┌─ Task input

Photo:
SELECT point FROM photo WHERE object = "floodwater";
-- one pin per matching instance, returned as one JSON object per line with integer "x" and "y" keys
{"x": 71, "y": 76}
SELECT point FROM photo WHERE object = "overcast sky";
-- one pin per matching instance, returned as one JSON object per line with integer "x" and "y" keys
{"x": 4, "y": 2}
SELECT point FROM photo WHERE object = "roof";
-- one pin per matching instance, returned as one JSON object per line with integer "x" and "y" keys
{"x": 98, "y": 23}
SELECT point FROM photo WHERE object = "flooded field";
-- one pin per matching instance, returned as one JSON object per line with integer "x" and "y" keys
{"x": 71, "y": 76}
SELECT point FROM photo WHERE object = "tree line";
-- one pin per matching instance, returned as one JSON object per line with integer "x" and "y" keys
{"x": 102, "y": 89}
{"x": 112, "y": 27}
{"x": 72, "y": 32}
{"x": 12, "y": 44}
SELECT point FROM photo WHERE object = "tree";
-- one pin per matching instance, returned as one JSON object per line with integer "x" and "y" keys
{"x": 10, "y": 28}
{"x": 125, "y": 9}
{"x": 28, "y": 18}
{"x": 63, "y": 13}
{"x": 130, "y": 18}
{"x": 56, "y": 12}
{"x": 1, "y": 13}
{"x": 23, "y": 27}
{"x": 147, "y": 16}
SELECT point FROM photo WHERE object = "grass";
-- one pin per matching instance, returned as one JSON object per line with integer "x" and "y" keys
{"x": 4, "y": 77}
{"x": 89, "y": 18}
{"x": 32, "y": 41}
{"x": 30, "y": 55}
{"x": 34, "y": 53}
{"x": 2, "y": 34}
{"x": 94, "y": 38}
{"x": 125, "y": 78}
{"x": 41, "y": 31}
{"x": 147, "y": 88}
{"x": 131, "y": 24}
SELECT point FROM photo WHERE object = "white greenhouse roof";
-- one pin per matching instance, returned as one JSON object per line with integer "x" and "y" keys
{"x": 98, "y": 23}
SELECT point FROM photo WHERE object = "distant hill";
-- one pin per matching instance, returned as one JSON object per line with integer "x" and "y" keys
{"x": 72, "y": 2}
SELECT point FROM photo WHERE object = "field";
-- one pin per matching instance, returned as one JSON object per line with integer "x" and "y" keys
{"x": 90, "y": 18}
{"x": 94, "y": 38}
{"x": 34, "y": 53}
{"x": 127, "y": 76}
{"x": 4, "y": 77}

└─

- _Required work_:
Find each line above that contains the word "SELECT", and copy those lines out in full.

- _Task solution_:
SELECT point FROM photo WHERE object = "floodwater";
SELECT point FROM photo WHERE object = "overcast sky";
SELECT point FROM photo WHERE object = "roof";
SELECT point FROM photo WHERE object = "flooded field";
SELECT point FROM photo WHERE object = "tree line";
SELECT point FROM photo WHERE object = "tree";
SELECT point FROM photo WHERE object = "grass";
SELECT point FROM photo WHERE object = "white greenhouse roof";
SELECT point FROM photo WHERE object = "distant hill";
SELECT point FROM photo WHERE object = "field";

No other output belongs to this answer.